◆ **YOUR GOAL**
Copy out the rows word for word, starting at the line with "TARGET = forearm" and running through the last line of the rows.

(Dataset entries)
◇ ◇ ◇ ◇ ◇ ◇ ◇

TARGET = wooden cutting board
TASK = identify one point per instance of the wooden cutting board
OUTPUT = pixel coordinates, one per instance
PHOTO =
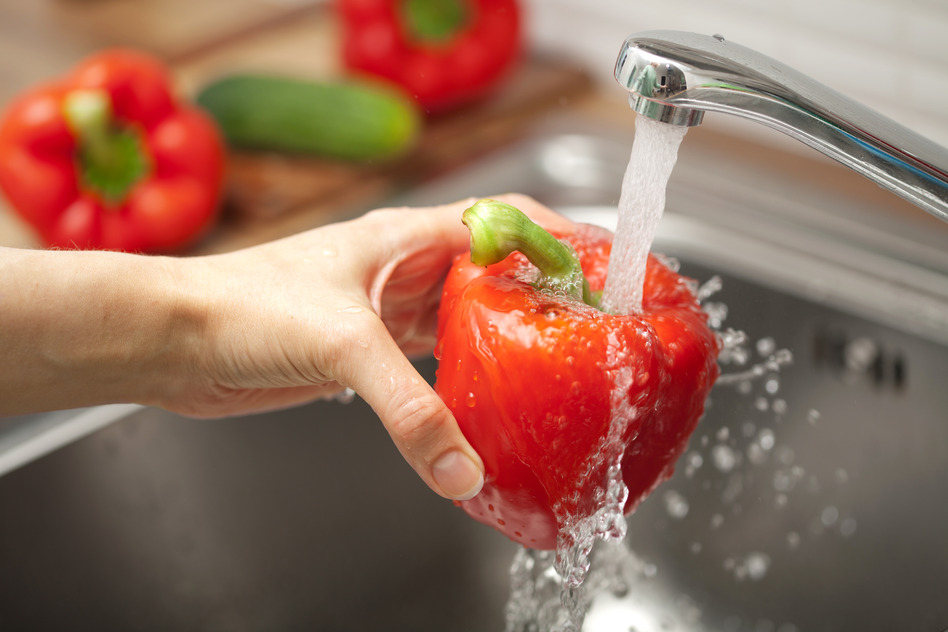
(270, 195)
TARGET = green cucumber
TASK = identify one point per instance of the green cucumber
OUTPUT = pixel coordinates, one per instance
(349, 120)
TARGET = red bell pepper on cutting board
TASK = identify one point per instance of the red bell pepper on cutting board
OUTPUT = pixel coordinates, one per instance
(107, 158)
(445, 53)
(534, 372)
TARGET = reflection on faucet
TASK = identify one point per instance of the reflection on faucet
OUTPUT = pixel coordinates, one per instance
(675, 77)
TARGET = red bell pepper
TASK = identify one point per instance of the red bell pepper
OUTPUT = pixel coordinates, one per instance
(445, 53)
(106, 158)
(534, 372)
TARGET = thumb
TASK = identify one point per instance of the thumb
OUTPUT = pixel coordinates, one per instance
(421, 426)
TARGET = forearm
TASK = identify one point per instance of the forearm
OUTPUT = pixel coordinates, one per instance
(85, 328)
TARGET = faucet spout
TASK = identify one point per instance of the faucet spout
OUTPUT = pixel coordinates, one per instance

◇ ◇ ◇ ◇ ◇ ◇ ◇

◆ **THE REPLY**
TARGET = forearm
TASK = identify one point per instance of the forearm
OUTPUT = pixel coordinates, one per instance
(85, 328)
TARGET = faucet spout
TASK = identify one point per instance of the faucet spout
OUTPUT = pixel coordinates, one per instance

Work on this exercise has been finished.